Segment Open

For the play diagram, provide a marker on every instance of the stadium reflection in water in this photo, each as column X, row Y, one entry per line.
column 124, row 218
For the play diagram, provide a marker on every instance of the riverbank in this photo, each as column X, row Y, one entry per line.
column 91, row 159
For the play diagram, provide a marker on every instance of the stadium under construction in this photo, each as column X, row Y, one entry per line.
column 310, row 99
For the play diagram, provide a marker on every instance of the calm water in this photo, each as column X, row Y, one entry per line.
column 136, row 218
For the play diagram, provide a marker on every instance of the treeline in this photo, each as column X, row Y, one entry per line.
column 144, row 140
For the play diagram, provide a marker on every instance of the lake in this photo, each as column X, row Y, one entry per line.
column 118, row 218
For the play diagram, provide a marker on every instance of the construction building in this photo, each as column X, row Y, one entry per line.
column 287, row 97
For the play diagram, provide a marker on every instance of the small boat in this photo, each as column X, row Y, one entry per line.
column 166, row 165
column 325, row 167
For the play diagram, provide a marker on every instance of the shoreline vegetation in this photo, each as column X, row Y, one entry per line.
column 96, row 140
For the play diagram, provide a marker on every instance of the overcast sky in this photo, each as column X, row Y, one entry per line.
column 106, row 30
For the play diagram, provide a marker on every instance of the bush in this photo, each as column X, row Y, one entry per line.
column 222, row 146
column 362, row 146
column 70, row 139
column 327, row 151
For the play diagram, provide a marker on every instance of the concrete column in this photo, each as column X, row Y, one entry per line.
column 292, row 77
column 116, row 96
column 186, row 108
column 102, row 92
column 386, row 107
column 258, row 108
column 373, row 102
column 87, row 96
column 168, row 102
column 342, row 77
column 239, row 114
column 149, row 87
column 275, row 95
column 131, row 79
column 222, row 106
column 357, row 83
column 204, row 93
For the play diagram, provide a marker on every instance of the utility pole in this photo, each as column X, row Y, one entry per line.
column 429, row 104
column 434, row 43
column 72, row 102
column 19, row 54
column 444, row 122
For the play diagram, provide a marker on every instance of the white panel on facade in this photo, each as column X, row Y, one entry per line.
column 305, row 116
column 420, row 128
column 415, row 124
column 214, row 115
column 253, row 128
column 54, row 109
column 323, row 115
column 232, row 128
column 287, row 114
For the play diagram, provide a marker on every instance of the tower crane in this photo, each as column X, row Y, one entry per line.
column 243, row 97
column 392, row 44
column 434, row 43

Segment Closed

**What is required:** Your answer should be the data above, retyped exactly.

**Exercise answer:**
For the play diagram, provide a marker on every instance of the stadium reflection in water in this photo, each as column X, row Y, one entry per line.
column 124, row 218
For the play diagram, provide a marker on every instance of the riverbank in this photo, each as column X, row Y, one entry per line.
column 91, row 159
For the play diagram, provide a marker on every instance of the stadium under construction in this photo, each as column X, row Y, one entry per line.
column 310, row 99
For the play diagram, provide a marker on every instance of the calm water in this photo, each as column X, row Y, one entry per line.
column 136, row 218
For the play diagram, provide a marker on every instance of the treeline in this photo, each as column X, row Y, one entry per line.
column 144, row 140
For the play diagram, provide a marker on every instance of the lake in this photo, each as column X, row Y, one entry per line.
column 118, row 218
For the play diagram, provide a marker on every instance of the construction building in this photo, each as column X, row Y, one entry per line.
column 287, row 97
For the play diagram, provide a marker on every instance of the small boat in this photo, each as column X, row Y, one entry per line.
column 166, row 165
column 325, row 167
For the play diagram, provide a marker on every instance of the shoreline vegetation in this photo, each as column X, row Y, one entry per line.
column 96, row 140
For the play diagram, provide a marker on every instance of the overcast sky in this photo, each as column X, row Y, one entry per line.
column 106, row 30
For the play diagram, provide a marker on every instance of the bush in this photo, each as column X, row Y, one entry per line.
column 222, row 146
column 362, row 146
column 70, row 139
column 327, row 151
For the play diagram, provide a marker on every instance of the concrete column in this photo, each as column X, row Y, one entry per line.
column 292, row 77
column 116, row 96
column 186, row 108
column 102, row 92
column 386, row 107
column 258, row 108
column 373, row 102
column 87, row 96
column 168, row 102
column 342, row 77
column 239, row 114
column 149, row 87
column 275, row 95
column 131, row 79
column 222, row 106
column 357, row 83
column 204, row 93
For the play diagram, provide a marker on every instance of the utility pole in this photo, each as column X, row Y, one entry per line.
column 429, row 104
column 434, row 43
column 72, row 102
column 19, row 54
column 444, row 122
For the play diagram, provide a marker on every instance of the white panel on facade in this photo, each as column X, row Y, one entry per line.
column 305, row 116
column 420, row 128
column 415, row 124
column 214, row 115
column 253, row 128
column 54, row 109
column 323, row 115
column 232, row 128
column 287, row 114
For the play diagram, provide a marker on every instance of the tower crane in this photo, each as column X, row Y, one entry per line.
column 243, row 97
column 392, row 44
column 434, row 43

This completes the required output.